Exercise details: Please find every line in the records that contains the word "dark" and copy each such line.

(Records from a point labeling set)
Start
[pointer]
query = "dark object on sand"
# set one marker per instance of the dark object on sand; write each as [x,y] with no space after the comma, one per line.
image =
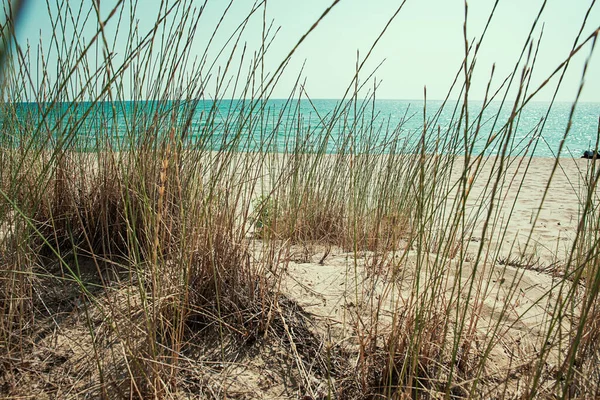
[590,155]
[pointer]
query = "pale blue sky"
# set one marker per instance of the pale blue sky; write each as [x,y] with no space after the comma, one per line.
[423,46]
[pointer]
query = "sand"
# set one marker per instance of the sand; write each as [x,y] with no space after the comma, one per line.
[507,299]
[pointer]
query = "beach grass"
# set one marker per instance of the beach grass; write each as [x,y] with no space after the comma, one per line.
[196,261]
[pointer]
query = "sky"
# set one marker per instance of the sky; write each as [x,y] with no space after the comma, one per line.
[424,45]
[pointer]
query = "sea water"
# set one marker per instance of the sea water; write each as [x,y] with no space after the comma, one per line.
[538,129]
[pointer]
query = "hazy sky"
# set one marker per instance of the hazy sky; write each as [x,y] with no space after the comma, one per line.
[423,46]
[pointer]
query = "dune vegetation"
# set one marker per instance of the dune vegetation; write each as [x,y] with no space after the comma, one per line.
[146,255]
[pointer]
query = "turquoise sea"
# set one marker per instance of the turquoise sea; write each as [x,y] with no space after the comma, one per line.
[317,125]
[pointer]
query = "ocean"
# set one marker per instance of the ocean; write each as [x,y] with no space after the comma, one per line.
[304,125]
End
Start
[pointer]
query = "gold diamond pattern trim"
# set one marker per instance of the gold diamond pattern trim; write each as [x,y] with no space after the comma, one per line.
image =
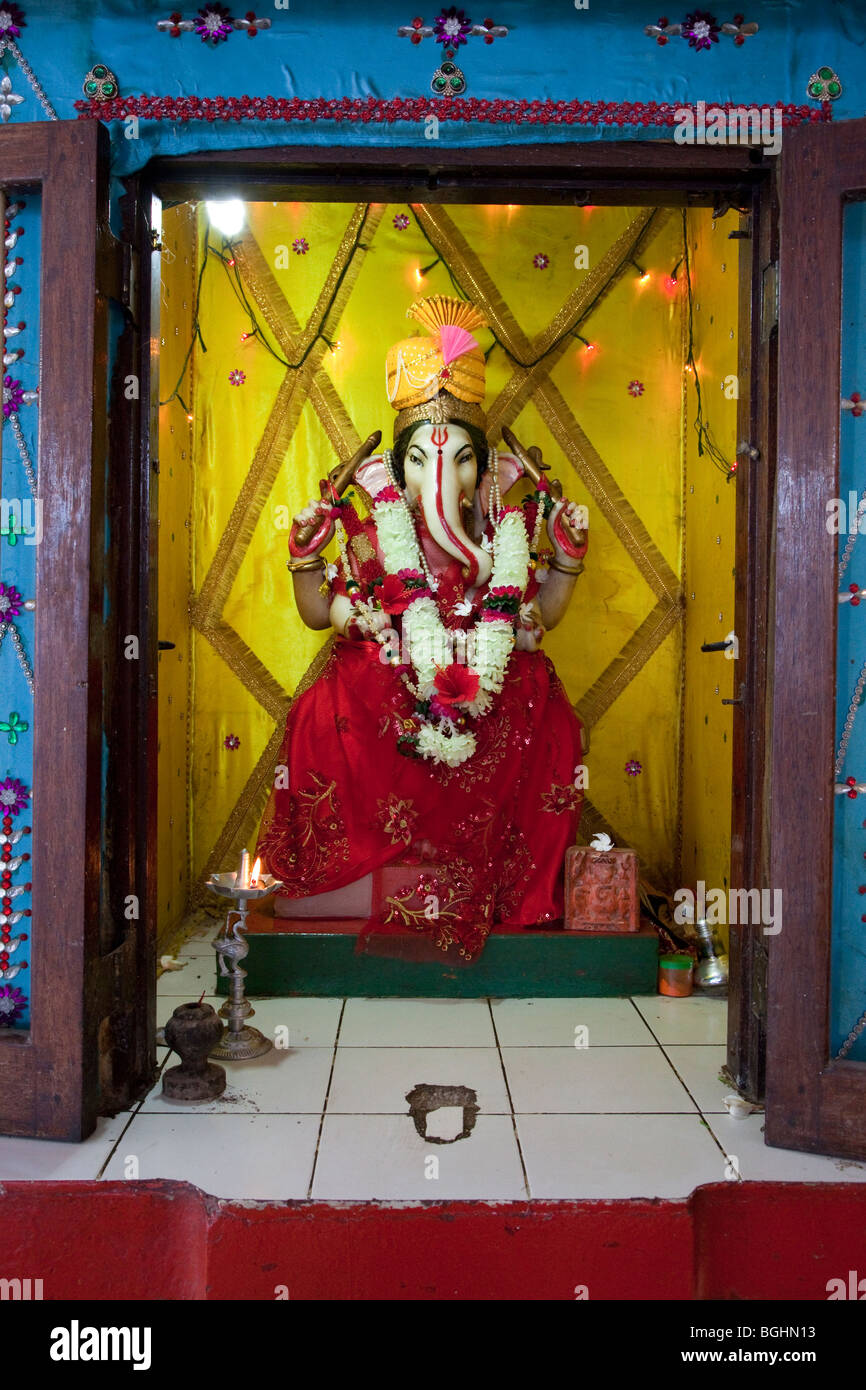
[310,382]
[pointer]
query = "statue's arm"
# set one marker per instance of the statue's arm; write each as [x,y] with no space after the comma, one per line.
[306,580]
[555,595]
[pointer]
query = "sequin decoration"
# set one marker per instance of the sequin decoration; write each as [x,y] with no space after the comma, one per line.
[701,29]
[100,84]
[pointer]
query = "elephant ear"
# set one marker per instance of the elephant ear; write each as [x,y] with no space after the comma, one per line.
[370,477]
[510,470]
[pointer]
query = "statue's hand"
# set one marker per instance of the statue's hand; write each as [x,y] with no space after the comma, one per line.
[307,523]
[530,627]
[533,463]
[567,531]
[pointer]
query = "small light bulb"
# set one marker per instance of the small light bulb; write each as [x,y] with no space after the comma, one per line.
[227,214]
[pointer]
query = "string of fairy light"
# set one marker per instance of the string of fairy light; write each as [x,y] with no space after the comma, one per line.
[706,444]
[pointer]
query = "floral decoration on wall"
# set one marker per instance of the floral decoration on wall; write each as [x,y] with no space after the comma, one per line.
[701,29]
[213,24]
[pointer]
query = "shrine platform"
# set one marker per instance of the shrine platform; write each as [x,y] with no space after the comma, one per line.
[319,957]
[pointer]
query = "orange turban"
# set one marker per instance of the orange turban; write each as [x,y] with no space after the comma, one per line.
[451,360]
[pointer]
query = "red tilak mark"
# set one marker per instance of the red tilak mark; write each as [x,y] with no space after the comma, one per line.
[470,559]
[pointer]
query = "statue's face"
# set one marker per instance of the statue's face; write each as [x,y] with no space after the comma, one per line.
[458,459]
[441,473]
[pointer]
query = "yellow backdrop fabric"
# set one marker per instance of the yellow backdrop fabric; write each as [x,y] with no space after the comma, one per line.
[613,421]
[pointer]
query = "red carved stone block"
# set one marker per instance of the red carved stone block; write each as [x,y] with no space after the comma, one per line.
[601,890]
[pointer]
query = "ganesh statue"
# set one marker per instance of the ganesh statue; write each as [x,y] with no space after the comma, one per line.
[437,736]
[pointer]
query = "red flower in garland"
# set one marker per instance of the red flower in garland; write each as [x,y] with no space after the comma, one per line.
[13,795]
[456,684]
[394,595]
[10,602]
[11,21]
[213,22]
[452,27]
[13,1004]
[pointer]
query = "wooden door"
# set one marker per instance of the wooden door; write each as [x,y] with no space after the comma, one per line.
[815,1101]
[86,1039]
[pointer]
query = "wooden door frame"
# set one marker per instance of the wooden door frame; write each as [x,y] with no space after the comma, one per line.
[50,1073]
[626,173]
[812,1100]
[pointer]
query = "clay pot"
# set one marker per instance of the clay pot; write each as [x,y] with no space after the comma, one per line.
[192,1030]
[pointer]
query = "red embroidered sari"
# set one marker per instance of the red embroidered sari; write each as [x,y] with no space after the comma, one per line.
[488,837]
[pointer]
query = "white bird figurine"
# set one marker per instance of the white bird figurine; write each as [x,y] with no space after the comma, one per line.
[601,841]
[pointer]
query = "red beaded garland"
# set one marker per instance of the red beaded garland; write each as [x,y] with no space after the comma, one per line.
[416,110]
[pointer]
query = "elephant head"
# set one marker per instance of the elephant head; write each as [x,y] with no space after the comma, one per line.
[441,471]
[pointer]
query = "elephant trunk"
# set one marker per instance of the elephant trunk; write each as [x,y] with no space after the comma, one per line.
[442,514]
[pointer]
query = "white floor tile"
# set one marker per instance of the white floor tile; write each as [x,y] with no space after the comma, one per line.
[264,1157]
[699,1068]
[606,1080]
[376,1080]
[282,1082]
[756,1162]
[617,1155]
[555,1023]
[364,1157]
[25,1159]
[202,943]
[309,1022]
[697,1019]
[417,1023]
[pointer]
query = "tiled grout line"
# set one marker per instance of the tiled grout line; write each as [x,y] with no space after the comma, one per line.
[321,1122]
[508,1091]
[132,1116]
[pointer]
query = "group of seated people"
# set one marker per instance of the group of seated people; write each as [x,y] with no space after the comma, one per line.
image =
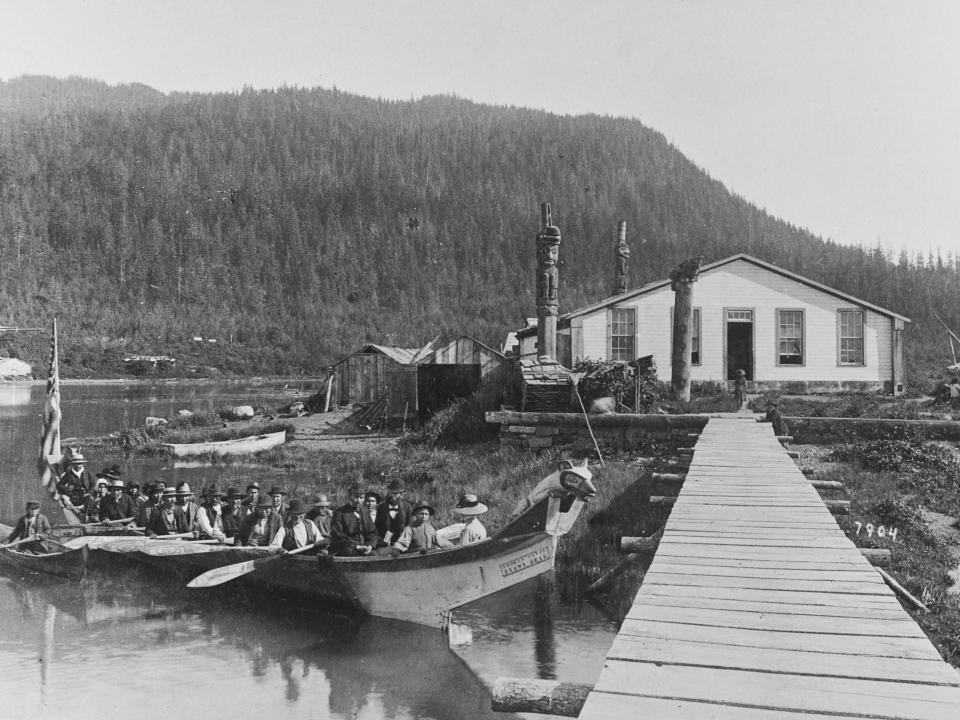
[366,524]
End
Complete response:
query = "dark object on sand"
# set one marker per instance of the dark object on sand; write each as [x,y] with no space after the comma, one per line.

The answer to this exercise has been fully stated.